### Exercise
Print every line of the data exactly as shown.

### Material for the task
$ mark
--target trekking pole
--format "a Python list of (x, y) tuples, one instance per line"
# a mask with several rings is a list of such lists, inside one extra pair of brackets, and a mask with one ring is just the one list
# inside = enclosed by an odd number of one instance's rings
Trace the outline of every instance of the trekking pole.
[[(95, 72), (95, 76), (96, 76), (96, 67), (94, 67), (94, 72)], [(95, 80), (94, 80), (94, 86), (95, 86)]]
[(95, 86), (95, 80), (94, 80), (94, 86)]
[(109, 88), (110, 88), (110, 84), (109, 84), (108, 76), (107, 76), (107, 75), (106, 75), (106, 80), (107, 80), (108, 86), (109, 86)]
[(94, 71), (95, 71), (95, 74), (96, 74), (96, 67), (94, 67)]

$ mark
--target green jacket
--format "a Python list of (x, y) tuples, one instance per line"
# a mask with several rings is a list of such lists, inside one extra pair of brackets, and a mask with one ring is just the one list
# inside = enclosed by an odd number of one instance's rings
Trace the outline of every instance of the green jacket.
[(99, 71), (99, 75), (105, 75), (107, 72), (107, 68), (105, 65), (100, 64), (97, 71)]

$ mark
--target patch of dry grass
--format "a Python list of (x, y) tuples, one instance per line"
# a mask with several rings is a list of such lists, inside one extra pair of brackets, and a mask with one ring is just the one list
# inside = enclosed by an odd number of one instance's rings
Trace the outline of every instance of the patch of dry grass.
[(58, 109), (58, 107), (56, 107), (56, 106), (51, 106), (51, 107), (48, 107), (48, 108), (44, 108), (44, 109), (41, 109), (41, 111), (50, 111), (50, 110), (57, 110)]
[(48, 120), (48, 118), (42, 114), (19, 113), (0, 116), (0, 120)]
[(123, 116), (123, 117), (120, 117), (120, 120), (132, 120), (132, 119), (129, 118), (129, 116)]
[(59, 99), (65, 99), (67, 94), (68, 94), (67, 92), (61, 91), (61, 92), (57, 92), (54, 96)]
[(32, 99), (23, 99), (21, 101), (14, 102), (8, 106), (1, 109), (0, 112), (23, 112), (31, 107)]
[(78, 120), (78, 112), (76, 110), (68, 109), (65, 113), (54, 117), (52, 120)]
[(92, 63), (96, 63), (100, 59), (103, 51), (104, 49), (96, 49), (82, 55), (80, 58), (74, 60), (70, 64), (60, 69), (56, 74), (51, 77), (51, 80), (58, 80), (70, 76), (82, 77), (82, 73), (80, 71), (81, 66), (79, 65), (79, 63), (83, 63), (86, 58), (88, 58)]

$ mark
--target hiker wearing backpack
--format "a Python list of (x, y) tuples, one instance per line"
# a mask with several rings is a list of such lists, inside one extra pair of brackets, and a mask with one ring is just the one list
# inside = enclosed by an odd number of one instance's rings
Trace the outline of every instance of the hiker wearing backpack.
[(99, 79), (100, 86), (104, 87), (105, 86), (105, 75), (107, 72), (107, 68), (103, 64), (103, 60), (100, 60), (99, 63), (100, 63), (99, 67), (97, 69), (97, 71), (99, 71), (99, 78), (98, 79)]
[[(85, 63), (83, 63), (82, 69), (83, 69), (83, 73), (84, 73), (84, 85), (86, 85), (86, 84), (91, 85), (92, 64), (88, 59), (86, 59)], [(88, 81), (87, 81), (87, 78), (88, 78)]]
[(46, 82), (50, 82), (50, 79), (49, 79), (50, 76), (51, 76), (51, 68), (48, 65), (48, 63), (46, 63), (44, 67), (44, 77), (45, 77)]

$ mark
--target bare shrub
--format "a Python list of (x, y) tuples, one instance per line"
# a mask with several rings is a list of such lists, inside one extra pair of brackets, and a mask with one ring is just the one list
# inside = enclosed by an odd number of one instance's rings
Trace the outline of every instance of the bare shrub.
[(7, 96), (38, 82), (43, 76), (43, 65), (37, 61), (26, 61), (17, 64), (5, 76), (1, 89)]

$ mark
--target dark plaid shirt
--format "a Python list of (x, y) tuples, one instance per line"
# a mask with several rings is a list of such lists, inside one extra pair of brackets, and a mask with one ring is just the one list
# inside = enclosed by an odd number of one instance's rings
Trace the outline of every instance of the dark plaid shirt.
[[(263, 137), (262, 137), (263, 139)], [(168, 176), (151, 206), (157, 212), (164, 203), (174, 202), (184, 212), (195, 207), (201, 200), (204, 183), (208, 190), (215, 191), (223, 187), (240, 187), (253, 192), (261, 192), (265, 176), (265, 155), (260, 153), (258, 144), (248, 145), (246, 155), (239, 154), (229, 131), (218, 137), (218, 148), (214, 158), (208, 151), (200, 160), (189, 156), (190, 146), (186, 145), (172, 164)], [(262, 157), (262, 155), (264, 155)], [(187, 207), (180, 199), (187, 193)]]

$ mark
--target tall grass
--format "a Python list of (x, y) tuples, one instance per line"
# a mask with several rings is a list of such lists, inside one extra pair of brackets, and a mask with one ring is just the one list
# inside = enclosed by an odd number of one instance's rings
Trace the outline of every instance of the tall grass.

### Result below
$ mark
--target trekking pole
--format "a Python list of (x, y) tuples, one instance per line"
# a mask with several rings is a list of such lists, inside one extra pair of brackets, and a mask with one ring is just the one list
# inside = enclosed by an odd number of one instance's rings
Trace the outline of every instance of the trekking pole.
[[(95, 72), (95, 76), (96, 76), (96, 67), (94, 67), (94, 72)], [(95, 80), (94, 80), (94, 86), (95, 86)]]
[(95, 86), (95, 80), (94, 80), (94, 86)]
[(109, 88), (110, 88), (110, 84), (109, 84), (108, 76), (107, 76), (107, 75), (106, 75), (106, 80), (107, 80), (108, 86), (109, 86)]
[(94, 71), (95, 71), (95, 74), (96, 74), (96, 67), (94, 67)]

$ mark
--target green jacket
--format "a Python list of (x, y) tuples, one instance per line"
# a mask with several rings is a list of such lists, inside one extra pair of brackets, and a mask with one ring is just the one list
# inside = enclosed by an odd number of one instance's rings
Trace the outline of every instance of the green jacket.
[(99, 71), (99, 75), (105, 75), (107, 72), (107, 68), (105, 65), (100, 64), (97, 71)]

$ mark
--target patch of dry grass
--format "a Python list of (x, y) tuples, one instance per line"
# a mask with several rings is a list of such lists, inside one extra pair of brackets, and a mask with one ring is just the one list
# inside = enclosed by an odd number of one instance's rings
Trace the outline of every instance of the patch of dry grass.
[(58, 109), (58, 107), (56, 107), (56, 106), (51, 106), (51, 107), (48, 107), (48, 108), (44, 108), (44, 109), (41, 109), (41, 111), (50, 111), (50, 110), (57, 110)]
[(48, 120), (48, 118), (42, 114), (19, 113), (0, 116), (0, 120)]
[(123, 116), (123, 117), (120, 117), (120, 120), (132, 120), (132, 119), (129, 118), (129, 116)]
[(59, 99), (65, 99), (67, 94), (68, 94), (67, 92), (61, 91), (61, 92), (57, 92), (54, 96)]
[(32, 99), (23, 99), (21, 101), (14, 102), (8, 106), (1, 109), (0, 112), (23, 112), (31, 107)]
[(78, 120), (78, 112), (76, 110), (68, 109), (65, 113), (54, 117), (52, 120)]
[(92, 63), (96, 63), (100, 59), (103, 51), (104, 49), (96, 49), (82, 55), (80, 58), (74, 60), (70, 64), (60, 69), (56, 74), (51, 77), (51, 80), (58, 80), (70, 76), (82, 77), (82, 73), (80, 71), (81, 66), (79, 65), (79, 63), (83, 63), (86, 58), (88, 58)]

$ mark
--target hiker wearing backpack
--format "a Python list of (x, y) tuples, one instance per line"
# a mask with several rings is a list of such lists, inside one extra pair of brackets, and a mask with one ring is just the one list
# inside = enclosed by an odd number of one instance's rings
Trace the outline of every instance of the hiker wearing backpack.
[(99, 79), (100, 86), (104, 87), (105, 86), (105, 75), (107, 72), (107, 68), (103, 64), (103, 60), (100, 60), (99, 63), (100, 63), (99, 67), (97, 69), (97, 71), (99, 71), (99, 78), (98, 79)]
[[(85, 63), (83, 63), (82, 69), (83, 69), (83, 73), (84, 73), (84, 85), (86, 85), (86, 84), (91, 85), (92, 64), (88, 59), (86, 59)], [(88, 81), (87, 81), (87, 78), (88, 78)]]
[(46, 82), (50, 82), (50, 79), (49, 79), (50, 76), (51, 76), (51, 68), (48, 65), (48, 63), (46, 63), (44, 67), (44, 77), (45, 77)]

$ mark
--target bare shrub
--format "a Python list of (x, y) tuples, one instance per line"
# a mask with several rings is a list of such lists, inside one extra pair of brackets, and a mask with one ring is just the one list
# inside = enclosed by an odd number of one instance's rings
Trace the outline of every instance of the bare shrub.
[(7, 96), (38, 82), (43, 76), (43, 65), (37, 61), (26, 61), (17, 64), (5, 76), (1, 89)]

$ mark
--target dark plaid shirt
--format "a Python list of (x, y) tuples, one instance per line"
# a mask with several rings is a list of such lists, inside one extra pair of brackets, and a mask with one ring is just the one list
# inside = enclosed by an odd number of one instance's rings
Trace the outline of every instance of the dark plaid shirt.
[[(263, 137), (262, 137), (263, 139)], [(168, 176), (151, 206), (157, 212), (164, 203), (174, 202), (184, 212), (195, 207), (201, 200), (204, 183), (208, 190), (215, 191), (223, 187), (240, 187), (253, 192), (261, 192), (265, 176), (265, 155), (260, 153), (258, 144), (248, 145), (246, 155), (239, 154), (229, 131), (218, 137), (218, 148), (214, 158), (208, 151), (200, 160), (189, 156), (190, 146), (186, 145), (172, 164)], [(262, 157), (262, 155), (264, 155)], [(187, 207), (180, 199), (187, 193)]]

$ mark
--target tall grass
--format "a Python list of (x, y) tuples, one instance per line"
# a mask with several rings is a list of such lists, inside one extra pair of brackets, and a mask with one ring is just the one list
# inside = enclosed by an odd number of one instance's rings
Trace the outline of every instance of the tall grass.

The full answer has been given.